◆ **Requirement**
A picture should never appear in your copy. Transcribe the listing exactly from its first line through the line with "mark the flowering", both ends included.

########################################

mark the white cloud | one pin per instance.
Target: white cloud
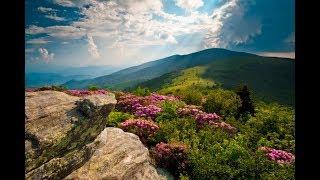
(45, 10)
(38, 41)
(189, 4)
(45, 55)
(92, 48)
(62, 32)
(278, 54)
(291, 39)
(128, 24)
(231, 26)
(29, 50)
(55, 17)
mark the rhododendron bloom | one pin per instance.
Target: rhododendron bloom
(85, 92)
(143, 128)
(279, 156)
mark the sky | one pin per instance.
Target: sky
(78, 33)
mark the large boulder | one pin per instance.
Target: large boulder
(58, 129)
(117, 155)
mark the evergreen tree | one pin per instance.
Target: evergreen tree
(247, 106)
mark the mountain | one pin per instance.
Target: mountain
(271, 79)
(131, 76)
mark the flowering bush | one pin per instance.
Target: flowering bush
(203, 118)
(279, 156)
(147, 106)
(46, 88)
(30, 89)
(172, 156)
(149, 111)
(85, 92)
(143, 128)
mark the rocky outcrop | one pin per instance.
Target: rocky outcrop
(57, 129)
(117, 155)
(66, 138)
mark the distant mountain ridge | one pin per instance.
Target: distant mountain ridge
(131, 76)
(271, 78)
(58, 76)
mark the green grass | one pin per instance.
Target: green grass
(270, 79)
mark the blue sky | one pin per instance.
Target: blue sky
(71, 33)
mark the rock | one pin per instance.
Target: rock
(117, 155)
(57, 132)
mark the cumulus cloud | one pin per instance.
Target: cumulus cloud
(29, 50)
(128, 24)
(46, 10)
(55, 17)
(291, 38)
(45, 55)
(37, 41)
(62, 32)
(231, 25)
(189, 4)
(92, 48)
(290, 55)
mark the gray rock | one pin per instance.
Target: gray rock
(117, 155)
(57, 133)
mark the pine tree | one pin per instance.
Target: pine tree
(247, 106)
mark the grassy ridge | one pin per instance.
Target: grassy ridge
(271, 79)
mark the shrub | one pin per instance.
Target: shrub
(226, 160)
(247, 106)
(172, 156)
(143, 128)
(141, 91)
(192, 97)
(278, 156)
(273, 125)
(179, 129)
(222, 102)
(115, 118)
(169, 111)
(93, 88)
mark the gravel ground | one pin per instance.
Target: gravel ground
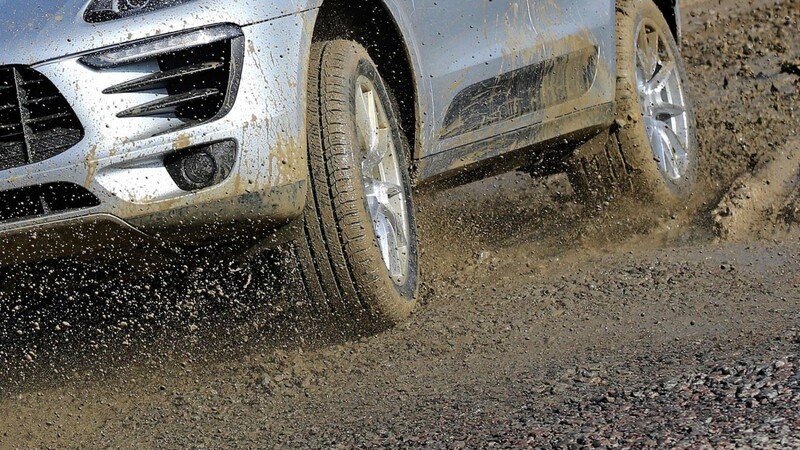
(543, 325)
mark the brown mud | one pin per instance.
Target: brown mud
(544, 322)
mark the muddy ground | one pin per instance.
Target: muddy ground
(543, 323)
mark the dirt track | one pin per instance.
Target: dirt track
(543, 324)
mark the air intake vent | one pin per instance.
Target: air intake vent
(36, 122)
(44, 199)
(198, 73)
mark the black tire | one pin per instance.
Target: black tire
(622, 160)
(343, 269)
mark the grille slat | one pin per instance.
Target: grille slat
(161, 80)
(36, 122)
(35, 201)
(47, 118)
(39, 100)
(169, 104)
(199, 83)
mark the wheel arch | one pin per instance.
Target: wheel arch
(373, 24)
(672, 12)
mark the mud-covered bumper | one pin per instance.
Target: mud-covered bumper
(121, 160)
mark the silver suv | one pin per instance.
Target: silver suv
(185, 123)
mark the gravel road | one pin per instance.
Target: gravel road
(544, 323)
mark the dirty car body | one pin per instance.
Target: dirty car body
(184, 122)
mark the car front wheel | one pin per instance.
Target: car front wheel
(360, 258)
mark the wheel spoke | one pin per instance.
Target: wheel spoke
(676, 157)
(661, 152)
(661, 78)
(393, 241)
(647, 52)
(382, 190)
(366, 120)
(377, 153)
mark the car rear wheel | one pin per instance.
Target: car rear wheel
(359, 255)
(652, 151)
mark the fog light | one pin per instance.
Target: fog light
(202, 166)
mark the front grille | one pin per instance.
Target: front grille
(44, 199)
(198, 81)
(36, 122)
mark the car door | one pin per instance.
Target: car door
(489, 68)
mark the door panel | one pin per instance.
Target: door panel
(492, 67)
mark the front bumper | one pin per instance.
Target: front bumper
(121, 160)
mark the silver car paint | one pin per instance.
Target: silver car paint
(119, 162)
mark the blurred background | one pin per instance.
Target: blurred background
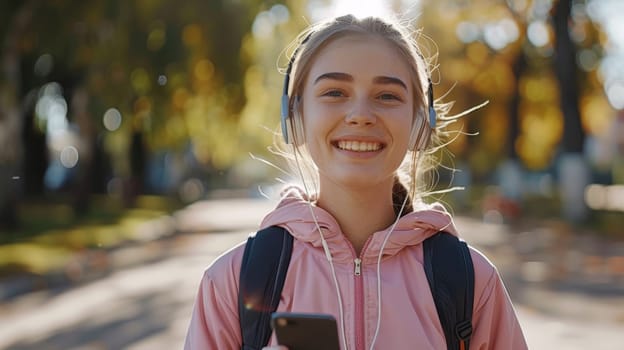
(118, 113)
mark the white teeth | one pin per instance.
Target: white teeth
(359, 146)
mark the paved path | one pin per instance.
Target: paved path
(147, 305)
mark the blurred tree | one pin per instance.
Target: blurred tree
(135, 77)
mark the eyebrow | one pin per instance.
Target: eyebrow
(385, 80)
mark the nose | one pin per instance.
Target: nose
(361, 113)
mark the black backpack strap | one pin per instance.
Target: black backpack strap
(263, 272)
(450, 273)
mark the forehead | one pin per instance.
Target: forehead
(362, 56)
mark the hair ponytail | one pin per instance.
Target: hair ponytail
(399, 196)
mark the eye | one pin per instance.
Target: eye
(333, 93)
(387, 96)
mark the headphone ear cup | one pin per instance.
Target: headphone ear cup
(296, 125)
(420, 135)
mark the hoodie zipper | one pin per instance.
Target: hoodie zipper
(360, 340)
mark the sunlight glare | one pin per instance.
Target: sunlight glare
(358, 8)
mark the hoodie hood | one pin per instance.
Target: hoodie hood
(297, 214)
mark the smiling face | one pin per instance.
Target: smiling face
(357, 110)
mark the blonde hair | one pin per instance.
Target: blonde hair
(409, 180)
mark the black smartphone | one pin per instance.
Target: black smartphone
(305, 331)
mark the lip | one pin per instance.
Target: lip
(362, 142)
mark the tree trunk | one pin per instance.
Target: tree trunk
(573, 171)
(11, 153)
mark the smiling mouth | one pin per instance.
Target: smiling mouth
(359, 146)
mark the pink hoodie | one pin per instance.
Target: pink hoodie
(408, 316)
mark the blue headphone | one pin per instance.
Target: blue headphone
(421, 131)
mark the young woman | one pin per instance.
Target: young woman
(360, 129)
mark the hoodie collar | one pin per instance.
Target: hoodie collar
(299, 216)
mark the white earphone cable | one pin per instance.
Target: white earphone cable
(383, 245)
(326, 250)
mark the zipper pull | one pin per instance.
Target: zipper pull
(358, 266)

########################################

◆ **Task answer**
mark the white cloud | one pin per instance.
Target: white cloud
(45, 10)
(38, 41)
(189, 4)
(45, 55)
(92, 48)
(62, 32)
(278, 54)
(291, 39)
(128, 24)
(231, 26)
(29, 50)
(55, 17)
mark the rhododendron bloom | one pin per instance.
Target: rhododendron bloom
(85, 92)
(143, 128)
(279, 156)
mark the sky | one pin per instance.
Target: sky
(78, 33)
mark the large boulder | one pin per instance.
Target: large boulder
(58, 129)
(117, 155)
mark the evergreen tree | one pin per instance.
Target: evergreen tree
(247, 106)
mark the mountain | one pin per instance.
Target: mountain
(271, 79)
(131, 76)
mark the flowering bush | one pin per instance.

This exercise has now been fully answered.